▸ Extrait du document
# FR: faire / être / avoir chaud/froid



## Starosel

Bonjour!

Je sais qu'en parlant du temps, on dit, "il fait chaud," et qu'en parlant de la nourriture, on dit, "elle est chaud." Quelle est la différence? Pourquoi utilise-t-on "faire" dans un cas et "être" dans l'autre quand on discute la température?

Merci d'avance!


----------



## tilt

First, _nourriture _is a feminine word so _elle est chaud*e*_.

About _il fait chaud_, I don't have any explanation about why it is like this. All I can say is when speaking about weather, you must always use the verb _faire_. _Il fait chaud. Il fait beau. Il fait mauvais temps. Il fait 25°C.

_Notice that _il_ is not a pronoun for weather here. It is a particular French gramatical construction called _impersonal pronoun_ where _il _does not refer to anything or anyone.

On the contrary, If you are speaking about weather, and if you want to say _it's is hot_, then you can and must say _il est chaud. Il_ here, is a classical pronoun, standing for _weather_.


----------



## lune_bleue

so...
when _weather_ is the exact subject, replaced by _it_ , we use _etre
_when you speak in general about how is the time, we use _faire_ ?

comment c'est le temps??.....il fait chaude!
(is the first sentence correct?)

the weather is getting worse.......il est pire! (does not sound too good!)


----------



## LILOIA

We would say : Quel temps fait-il ? Il fait chaud / froid, etc.
The weather is getting worse : ça empire / le temps se dégrade / c'est de pire en pire


----------



## simera

_Etre_ is used when talking about food because it is the way the food is described. Being hot is regarded as a characteristic of the food.

▸ Travail à faire
Extrayez du fil de discussion le passage qui commence par « Je sais qu'en » et se poursuit jusqu'à « Merci d'avance! », sans y changer un mot. Les entrées qui suivent forment un matériau à part, distinct du fil de discussion.

▸ Section des données
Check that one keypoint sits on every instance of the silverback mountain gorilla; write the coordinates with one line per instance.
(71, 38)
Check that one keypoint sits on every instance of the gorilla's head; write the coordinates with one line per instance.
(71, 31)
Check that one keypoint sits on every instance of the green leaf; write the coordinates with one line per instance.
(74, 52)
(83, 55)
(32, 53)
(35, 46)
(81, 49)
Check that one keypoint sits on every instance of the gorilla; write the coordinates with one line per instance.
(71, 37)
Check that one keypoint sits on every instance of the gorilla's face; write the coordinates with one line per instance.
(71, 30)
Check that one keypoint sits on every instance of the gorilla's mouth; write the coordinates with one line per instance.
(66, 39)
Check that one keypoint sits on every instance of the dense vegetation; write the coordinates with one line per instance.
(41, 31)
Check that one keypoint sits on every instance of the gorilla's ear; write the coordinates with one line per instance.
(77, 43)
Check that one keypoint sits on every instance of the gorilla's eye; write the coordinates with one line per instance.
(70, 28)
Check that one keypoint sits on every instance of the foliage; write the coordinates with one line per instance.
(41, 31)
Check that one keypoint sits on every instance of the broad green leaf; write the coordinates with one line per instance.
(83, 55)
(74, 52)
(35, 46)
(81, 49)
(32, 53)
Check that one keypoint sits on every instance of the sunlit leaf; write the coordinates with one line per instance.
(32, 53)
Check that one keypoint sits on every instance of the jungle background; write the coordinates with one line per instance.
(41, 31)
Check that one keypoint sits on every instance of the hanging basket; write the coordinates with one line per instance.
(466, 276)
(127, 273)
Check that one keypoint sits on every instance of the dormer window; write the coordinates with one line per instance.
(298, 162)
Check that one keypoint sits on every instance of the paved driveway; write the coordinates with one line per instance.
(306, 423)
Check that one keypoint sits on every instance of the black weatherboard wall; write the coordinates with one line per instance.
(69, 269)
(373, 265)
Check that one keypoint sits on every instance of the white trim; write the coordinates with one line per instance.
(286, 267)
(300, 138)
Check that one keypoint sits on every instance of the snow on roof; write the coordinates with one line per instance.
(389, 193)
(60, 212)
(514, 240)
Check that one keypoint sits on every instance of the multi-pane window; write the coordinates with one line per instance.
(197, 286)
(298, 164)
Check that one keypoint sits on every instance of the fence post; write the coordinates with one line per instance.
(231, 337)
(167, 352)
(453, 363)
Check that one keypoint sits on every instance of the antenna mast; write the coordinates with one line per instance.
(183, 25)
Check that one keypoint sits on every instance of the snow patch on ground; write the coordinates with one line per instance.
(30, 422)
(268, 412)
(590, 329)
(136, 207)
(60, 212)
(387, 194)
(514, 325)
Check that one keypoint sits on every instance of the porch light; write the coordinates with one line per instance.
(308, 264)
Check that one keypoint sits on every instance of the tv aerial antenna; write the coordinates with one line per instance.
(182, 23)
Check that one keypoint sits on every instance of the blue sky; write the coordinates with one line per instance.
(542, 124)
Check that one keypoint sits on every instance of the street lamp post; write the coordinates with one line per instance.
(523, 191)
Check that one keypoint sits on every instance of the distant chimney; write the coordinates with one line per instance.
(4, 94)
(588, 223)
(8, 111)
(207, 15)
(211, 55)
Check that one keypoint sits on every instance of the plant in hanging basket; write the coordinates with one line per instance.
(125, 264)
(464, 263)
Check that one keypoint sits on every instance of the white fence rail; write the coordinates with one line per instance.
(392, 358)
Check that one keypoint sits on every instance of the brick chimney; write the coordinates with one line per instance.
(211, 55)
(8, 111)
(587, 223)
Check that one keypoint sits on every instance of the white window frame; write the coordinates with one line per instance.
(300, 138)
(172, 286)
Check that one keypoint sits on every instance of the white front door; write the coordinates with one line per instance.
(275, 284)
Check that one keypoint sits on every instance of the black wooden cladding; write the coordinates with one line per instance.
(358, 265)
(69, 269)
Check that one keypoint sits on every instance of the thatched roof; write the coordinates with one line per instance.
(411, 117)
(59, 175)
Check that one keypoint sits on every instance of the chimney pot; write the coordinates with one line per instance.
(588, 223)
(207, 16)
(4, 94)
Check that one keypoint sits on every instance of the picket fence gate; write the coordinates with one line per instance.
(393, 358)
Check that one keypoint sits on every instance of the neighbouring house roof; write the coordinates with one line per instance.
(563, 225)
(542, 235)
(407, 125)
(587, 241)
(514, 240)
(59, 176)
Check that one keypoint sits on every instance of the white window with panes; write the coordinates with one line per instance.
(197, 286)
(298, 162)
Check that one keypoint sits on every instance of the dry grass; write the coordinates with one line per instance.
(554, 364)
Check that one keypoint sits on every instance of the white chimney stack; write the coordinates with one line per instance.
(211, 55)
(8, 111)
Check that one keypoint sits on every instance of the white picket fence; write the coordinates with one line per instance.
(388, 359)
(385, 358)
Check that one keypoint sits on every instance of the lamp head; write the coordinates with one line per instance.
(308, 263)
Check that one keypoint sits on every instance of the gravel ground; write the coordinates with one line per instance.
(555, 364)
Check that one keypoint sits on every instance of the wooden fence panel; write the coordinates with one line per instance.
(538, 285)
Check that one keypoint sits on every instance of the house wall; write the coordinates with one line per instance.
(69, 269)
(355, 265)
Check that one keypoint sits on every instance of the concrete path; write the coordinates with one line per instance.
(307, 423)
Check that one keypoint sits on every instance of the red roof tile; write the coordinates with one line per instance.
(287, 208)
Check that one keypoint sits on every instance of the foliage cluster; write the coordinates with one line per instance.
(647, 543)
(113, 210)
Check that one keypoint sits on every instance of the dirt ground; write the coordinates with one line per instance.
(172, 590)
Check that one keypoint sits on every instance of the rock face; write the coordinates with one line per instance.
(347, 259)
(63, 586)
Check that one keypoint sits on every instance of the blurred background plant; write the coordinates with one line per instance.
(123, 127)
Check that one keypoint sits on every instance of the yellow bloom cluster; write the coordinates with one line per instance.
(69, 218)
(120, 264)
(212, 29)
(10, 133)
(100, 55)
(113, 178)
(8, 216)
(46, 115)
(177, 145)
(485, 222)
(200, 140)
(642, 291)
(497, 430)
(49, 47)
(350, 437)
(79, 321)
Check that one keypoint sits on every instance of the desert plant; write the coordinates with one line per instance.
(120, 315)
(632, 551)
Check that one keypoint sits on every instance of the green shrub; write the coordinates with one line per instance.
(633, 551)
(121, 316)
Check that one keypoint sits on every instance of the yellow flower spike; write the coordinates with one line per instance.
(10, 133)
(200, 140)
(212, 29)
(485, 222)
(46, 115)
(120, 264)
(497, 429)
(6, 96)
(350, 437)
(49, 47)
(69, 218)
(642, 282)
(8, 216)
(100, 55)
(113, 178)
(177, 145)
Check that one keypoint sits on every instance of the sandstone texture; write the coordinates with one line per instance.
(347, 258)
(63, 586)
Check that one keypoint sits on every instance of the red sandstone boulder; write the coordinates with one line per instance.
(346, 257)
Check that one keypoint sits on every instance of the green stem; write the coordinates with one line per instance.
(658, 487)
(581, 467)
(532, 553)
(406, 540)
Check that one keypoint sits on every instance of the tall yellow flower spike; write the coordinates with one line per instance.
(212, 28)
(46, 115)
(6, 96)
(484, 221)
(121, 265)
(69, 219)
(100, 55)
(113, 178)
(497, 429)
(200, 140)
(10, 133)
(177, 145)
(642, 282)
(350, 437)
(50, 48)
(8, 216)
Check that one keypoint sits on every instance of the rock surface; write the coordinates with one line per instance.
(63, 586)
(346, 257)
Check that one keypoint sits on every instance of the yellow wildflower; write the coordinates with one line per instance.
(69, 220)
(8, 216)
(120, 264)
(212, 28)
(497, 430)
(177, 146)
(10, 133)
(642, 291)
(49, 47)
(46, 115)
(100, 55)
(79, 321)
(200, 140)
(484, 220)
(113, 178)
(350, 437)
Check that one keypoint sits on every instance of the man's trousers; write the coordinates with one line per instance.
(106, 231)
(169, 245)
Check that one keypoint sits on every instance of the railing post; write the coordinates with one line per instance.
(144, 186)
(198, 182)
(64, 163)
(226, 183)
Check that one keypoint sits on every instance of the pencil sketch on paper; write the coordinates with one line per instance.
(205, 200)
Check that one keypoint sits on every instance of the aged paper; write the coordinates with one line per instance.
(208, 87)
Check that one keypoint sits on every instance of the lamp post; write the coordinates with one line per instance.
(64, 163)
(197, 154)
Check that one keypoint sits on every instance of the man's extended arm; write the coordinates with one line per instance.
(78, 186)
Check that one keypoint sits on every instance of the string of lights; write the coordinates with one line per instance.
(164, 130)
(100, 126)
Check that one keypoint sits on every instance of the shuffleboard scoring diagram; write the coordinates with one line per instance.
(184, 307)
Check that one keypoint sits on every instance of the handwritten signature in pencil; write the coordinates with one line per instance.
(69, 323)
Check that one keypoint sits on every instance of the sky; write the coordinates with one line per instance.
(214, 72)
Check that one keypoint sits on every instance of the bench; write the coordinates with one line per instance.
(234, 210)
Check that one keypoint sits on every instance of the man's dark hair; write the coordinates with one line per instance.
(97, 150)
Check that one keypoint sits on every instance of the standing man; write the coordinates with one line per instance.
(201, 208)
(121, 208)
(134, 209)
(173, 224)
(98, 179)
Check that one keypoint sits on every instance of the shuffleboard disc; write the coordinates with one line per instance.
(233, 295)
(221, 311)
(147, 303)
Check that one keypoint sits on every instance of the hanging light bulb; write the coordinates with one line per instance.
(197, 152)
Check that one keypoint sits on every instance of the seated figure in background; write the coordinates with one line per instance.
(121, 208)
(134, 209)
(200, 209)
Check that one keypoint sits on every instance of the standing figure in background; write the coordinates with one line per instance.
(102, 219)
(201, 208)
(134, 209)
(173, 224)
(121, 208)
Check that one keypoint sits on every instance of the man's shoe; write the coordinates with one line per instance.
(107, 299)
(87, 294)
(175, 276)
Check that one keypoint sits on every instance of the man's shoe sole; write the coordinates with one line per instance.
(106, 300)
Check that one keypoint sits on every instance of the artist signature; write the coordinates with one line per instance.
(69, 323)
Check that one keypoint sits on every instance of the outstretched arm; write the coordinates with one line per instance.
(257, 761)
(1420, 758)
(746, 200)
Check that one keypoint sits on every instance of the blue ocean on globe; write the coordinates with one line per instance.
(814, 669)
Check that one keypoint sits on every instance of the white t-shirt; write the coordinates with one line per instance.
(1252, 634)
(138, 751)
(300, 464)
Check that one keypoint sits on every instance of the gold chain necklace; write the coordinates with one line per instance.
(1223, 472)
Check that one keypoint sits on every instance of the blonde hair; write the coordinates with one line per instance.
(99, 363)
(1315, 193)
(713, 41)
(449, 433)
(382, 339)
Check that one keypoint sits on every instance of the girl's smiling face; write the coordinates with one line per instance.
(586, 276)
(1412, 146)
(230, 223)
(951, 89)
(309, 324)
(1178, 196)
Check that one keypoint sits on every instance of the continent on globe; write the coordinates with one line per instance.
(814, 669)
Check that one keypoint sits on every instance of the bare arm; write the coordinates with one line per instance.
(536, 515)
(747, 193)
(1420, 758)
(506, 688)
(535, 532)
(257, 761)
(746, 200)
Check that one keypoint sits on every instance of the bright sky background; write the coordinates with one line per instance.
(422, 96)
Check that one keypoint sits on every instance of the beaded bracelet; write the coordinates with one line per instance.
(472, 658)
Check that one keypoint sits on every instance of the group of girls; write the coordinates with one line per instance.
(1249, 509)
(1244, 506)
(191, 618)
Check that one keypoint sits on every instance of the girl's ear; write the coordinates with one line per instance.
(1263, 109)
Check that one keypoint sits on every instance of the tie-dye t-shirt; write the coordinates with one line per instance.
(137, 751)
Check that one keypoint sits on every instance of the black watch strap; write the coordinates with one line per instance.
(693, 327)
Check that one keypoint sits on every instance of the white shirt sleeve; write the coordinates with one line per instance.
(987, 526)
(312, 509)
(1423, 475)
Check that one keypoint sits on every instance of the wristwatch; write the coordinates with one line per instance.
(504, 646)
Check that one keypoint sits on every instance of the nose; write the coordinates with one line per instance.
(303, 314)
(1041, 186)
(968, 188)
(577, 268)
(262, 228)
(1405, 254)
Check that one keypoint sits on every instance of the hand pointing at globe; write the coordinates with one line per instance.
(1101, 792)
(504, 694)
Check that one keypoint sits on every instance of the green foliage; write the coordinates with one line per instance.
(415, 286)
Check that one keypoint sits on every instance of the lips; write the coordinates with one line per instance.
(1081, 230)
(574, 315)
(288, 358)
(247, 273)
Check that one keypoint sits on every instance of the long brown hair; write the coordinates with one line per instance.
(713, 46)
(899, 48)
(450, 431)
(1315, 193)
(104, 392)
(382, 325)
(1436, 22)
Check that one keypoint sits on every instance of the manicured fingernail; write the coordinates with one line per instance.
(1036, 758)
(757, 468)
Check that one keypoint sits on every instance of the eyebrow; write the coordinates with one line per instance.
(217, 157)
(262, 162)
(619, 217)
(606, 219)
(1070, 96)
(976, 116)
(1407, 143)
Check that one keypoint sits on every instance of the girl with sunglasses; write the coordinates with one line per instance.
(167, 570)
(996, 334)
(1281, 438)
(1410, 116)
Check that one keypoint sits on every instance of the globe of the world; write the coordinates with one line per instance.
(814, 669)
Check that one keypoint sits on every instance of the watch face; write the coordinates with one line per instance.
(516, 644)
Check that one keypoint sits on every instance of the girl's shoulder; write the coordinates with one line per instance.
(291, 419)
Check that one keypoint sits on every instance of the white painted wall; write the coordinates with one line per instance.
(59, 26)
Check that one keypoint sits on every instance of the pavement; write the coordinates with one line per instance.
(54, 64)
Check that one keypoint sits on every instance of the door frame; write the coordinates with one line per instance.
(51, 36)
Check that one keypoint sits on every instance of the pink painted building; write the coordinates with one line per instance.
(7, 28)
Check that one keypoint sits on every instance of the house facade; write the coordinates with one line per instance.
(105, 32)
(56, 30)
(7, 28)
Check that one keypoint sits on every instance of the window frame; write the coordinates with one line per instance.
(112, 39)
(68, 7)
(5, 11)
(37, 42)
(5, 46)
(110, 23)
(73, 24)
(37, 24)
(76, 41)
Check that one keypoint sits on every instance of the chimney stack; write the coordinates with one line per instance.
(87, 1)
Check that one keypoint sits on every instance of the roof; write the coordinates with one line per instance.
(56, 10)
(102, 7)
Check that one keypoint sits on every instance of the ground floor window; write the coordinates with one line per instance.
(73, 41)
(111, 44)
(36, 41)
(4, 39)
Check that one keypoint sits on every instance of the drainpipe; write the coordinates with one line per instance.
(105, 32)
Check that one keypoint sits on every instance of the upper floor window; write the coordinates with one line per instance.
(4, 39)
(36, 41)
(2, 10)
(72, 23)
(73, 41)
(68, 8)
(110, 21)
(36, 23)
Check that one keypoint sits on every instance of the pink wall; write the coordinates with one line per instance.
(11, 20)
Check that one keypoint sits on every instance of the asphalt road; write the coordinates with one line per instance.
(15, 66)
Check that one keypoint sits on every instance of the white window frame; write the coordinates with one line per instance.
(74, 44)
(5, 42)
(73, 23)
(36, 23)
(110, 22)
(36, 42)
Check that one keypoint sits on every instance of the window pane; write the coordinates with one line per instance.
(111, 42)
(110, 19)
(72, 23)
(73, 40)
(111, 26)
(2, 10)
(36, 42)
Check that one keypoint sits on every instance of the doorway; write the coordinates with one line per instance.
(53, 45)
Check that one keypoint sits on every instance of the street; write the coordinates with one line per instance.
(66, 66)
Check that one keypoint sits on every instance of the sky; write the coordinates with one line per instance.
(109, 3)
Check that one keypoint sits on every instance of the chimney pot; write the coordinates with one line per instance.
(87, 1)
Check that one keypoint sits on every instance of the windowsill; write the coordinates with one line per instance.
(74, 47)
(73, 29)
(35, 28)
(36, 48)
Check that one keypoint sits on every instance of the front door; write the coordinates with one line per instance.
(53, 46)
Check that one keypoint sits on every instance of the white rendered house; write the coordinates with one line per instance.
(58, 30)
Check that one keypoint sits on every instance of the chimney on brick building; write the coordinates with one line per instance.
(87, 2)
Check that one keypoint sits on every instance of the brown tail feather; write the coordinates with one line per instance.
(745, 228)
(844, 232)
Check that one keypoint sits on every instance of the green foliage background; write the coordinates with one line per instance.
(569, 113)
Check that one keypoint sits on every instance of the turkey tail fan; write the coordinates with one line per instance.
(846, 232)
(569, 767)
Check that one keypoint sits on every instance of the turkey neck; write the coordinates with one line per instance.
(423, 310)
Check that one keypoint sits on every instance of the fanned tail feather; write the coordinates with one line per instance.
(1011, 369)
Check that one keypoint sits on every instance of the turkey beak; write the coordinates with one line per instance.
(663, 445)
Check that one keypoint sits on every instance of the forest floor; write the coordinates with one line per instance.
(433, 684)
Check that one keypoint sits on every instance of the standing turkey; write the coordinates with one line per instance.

▸ Résultat de l'exercice
Je sais qu'en parlant du temps, on dit, "il fait chaud," et qu'en parlant de la nourriture, on dit, "elle est chaud." Quelle est la différence? Pourquoi utilise-t-on "faire" dans un cas et "être" dans l'autre quand on discute la température?

Merci d'avance!